» **Tasks to complete**:
1. Please list every organization named in the tainted milk article.
2. Write a continuation of the tainted milk article, starting after its final sentence.

» **Text excerpt**:
━━━━

China firms 'to pay milk victims'

A child drinks milk in Chengdu, Sichuan province
The firms also agreed to create a fund to cover victims' medical bills

Chinese dairy firms involved in the tainted milk scandal are to compensate the families of the nearly 300,000 affected children, state media said.

Twenty-two companies will make an undisclosed one-off cash payment to the families, Xinhua reported quoting the China Dairy Industry Association.

It comes as the first defendants from the food industry went on trial accused of making and selling melamine.

The industrial chemical was added to milk to make it appear high in protein.

"The enterprises offered to shoulder the compensation liability. By doing so, they hope to earn understanding and forgiveness of the families of the sickened children," Xinhua cited the Chinese dairy association as saying.

The firms have also agreed to create a fund to cover the medical bills for any potential after-effects of the poisoning, it said.

The company at the centre of the scandal, Sanlu, which has filed for bankruptcy, will be among the firms to make payments, Xinhua reported.

Sanlu is partly owned by New Zealand's Fonterra group. No other companies were listed.

So far, the courts have been rejecting lawsuits filed by families seeking compensation.

Lawyers for the families have criticised this pay-out plan, saying it was drawn up behind closed doors without the victims' input.

Dairy chain

A man accused of making 600 tonnes of "protein powder" composed mainly of melamine - with a sale value of almost $1m (685,000) - appeared in court on Friday.

━━━━

» **Entries shown**:
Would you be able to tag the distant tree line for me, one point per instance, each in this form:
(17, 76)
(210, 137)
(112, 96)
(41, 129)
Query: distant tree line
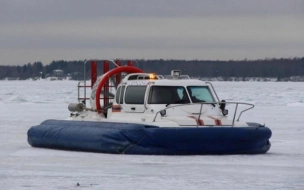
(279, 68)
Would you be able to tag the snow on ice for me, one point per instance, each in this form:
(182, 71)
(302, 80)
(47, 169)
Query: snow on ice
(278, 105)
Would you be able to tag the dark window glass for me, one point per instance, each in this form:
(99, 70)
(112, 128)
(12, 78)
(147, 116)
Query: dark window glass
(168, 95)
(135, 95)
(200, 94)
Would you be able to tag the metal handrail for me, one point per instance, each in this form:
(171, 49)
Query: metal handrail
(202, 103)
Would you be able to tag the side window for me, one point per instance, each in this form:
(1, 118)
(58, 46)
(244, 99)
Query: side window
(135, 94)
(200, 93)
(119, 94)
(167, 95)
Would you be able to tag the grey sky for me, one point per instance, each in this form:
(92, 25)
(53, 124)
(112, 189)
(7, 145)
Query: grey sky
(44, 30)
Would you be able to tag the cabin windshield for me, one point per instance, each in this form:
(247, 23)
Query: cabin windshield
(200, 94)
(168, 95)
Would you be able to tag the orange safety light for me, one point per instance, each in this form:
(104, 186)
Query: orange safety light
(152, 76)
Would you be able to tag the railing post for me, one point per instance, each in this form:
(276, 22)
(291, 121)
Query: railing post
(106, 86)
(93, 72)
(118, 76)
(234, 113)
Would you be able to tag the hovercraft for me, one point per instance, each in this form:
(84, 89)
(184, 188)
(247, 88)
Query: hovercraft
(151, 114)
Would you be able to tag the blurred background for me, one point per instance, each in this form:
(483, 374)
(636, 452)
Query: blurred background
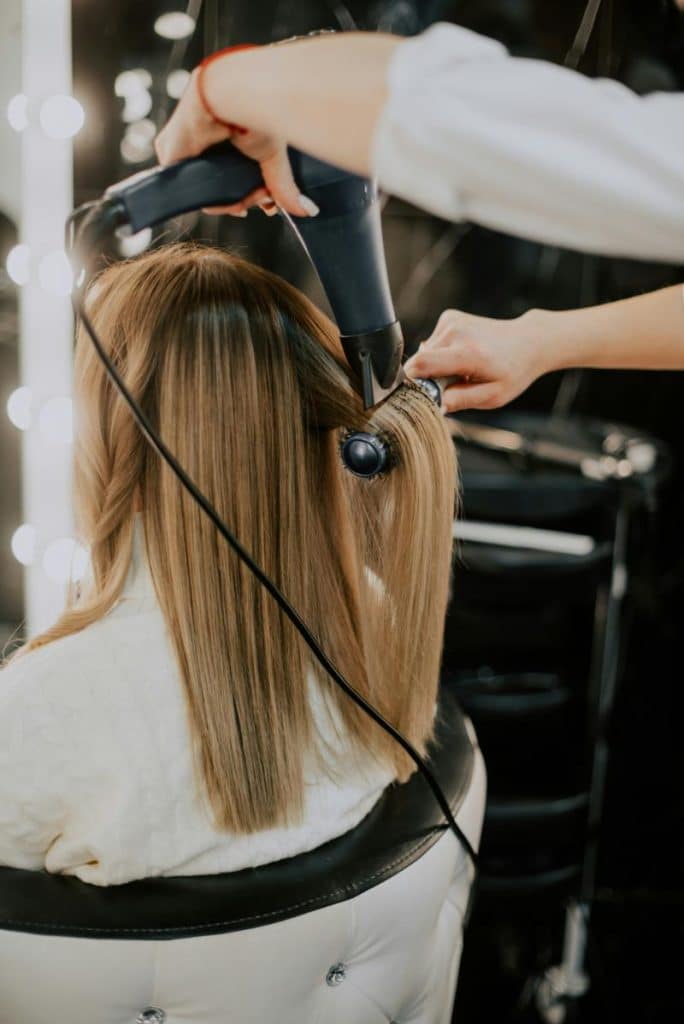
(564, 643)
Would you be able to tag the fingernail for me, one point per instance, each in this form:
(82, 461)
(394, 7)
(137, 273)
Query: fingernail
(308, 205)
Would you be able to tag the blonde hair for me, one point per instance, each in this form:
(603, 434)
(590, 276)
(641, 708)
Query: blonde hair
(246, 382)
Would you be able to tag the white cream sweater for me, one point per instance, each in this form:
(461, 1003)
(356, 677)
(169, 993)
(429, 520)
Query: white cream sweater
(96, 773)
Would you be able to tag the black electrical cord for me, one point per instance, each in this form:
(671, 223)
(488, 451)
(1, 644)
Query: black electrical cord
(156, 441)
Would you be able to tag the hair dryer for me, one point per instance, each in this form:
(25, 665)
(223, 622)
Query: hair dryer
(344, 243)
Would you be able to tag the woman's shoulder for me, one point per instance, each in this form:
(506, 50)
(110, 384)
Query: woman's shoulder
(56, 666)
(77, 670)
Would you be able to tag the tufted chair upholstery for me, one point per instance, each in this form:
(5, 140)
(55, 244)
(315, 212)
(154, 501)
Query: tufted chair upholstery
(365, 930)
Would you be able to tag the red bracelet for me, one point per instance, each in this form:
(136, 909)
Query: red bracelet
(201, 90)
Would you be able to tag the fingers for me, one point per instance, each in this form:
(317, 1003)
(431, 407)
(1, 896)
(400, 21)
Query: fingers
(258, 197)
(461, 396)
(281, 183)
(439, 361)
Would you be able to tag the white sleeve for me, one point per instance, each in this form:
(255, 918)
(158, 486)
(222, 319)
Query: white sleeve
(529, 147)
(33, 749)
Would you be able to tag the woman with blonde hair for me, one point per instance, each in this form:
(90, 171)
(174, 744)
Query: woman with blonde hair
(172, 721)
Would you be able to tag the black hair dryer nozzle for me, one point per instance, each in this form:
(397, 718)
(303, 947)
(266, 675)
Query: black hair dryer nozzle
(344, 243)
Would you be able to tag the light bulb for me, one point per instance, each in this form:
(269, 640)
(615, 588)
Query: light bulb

━━━━

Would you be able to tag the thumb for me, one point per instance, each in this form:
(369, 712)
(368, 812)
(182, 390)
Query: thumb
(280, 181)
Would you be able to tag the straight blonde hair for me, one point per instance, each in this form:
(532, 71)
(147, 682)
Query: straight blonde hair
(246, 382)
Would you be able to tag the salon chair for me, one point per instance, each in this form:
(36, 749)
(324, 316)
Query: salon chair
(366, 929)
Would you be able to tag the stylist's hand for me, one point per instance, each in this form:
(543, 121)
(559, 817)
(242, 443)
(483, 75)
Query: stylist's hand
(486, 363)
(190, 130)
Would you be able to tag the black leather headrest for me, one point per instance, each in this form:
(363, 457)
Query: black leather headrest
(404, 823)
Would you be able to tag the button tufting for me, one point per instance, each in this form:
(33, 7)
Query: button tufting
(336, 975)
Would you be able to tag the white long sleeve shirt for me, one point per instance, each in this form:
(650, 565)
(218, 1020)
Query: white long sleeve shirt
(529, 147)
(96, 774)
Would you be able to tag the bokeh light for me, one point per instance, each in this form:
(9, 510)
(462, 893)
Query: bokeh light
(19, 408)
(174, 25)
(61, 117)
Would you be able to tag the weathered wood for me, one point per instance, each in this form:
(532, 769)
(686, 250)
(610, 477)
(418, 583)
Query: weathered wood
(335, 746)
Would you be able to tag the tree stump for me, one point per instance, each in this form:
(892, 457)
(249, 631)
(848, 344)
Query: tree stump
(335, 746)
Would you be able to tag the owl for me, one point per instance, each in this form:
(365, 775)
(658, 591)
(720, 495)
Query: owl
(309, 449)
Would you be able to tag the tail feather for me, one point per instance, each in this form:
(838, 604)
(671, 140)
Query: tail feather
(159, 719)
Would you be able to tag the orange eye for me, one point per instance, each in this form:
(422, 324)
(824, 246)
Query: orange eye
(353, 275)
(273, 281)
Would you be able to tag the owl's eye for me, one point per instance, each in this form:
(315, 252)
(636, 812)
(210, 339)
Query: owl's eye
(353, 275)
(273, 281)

━━━━

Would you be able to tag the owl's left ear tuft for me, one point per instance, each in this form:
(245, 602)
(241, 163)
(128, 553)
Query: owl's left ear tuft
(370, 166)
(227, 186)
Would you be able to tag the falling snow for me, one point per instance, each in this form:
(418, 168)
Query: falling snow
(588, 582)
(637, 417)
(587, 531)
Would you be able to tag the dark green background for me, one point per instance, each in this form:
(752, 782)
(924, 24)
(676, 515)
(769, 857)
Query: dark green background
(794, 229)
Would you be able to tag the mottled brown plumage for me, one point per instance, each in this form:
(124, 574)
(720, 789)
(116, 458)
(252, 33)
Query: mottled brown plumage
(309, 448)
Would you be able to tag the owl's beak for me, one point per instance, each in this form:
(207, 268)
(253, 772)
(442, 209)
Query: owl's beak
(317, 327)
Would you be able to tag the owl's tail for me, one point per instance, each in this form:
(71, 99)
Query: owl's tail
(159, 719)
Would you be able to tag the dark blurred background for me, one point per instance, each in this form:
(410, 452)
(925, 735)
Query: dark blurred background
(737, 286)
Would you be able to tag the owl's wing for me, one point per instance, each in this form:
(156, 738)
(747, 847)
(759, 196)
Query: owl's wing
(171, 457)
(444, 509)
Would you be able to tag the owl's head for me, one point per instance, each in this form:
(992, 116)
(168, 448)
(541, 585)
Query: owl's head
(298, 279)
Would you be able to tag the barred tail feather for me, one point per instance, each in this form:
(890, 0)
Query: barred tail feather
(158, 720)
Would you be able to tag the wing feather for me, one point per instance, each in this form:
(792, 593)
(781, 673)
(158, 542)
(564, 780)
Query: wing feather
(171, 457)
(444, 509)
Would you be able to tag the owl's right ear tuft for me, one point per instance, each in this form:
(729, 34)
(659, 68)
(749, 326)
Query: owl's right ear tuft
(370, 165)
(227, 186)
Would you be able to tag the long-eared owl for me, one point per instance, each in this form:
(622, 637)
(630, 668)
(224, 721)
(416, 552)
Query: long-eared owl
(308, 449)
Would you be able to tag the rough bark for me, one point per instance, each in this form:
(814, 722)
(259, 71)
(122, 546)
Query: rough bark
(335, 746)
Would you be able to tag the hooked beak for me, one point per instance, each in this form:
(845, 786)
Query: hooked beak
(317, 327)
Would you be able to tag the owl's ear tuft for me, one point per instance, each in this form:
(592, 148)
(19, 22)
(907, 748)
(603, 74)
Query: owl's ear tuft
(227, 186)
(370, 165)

━━━━

» **Set of answers**:
1.
Xinhua
China Dairy Industry Association
Sanlu
Fonterra

2.
Milk for sale in a shop in China
Kidney damage was reported in hundreds of thousands of people
On trial with him was a colleague accused of selling the powder. Four others are being tried for adding it to dairy products.

These are the first cases to come to court. Correspondents say other defendants are likely to face more serious charges, and if found guilty could be executed.

When the scandal broke in September, a chain of melamine producers and middlemen was found to have been supplying milk dealers with the product.

The dealers added the melamine to products that were then bought by major dairy companies, which failed to test the milk for purity and nutritional value.

The result was widespread poisoning of babies, the group most vulnerable to tainted milk as it was their only food source.

Kidney damage was reported in hundreds of thousands of people and at least six babies died.

The scandal has tarnished China's food industry far beyond its borders.